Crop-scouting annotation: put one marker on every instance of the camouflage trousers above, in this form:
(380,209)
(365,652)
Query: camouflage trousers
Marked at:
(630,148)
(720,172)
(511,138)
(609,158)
════════
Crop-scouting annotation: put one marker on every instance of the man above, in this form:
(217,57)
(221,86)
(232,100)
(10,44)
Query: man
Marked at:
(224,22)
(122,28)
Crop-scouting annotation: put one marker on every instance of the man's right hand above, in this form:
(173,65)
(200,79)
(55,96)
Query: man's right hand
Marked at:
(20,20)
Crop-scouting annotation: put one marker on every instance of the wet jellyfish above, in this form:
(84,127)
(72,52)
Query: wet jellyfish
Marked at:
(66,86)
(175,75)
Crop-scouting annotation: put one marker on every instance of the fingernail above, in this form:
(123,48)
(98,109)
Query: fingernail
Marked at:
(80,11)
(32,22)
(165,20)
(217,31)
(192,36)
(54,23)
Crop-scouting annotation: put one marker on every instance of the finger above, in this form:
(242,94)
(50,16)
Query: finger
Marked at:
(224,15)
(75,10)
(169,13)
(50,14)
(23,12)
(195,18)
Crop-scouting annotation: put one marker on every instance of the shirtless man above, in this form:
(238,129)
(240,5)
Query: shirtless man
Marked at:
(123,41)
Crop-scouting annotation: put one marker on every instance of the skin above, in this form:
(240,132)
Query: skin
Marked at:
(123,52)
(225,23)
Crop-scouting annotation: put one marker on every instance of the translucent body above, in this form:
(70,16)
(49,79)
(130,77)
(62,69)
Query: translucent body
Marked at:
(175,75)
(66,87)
════════
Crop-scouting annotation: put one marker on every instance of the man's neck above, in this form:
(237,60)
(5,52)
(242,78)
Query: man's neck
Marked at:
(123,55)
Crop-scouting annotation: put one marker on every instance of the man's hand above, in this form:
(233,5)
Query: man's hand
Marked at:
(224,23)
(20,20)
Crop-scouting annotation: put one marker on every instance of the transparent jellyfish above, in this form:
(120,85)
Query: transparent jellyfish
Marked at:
════════
__Brief__
Tally the rows above that contain the string "jellyfish". Reply with the count alone.

__Exercise solution__
4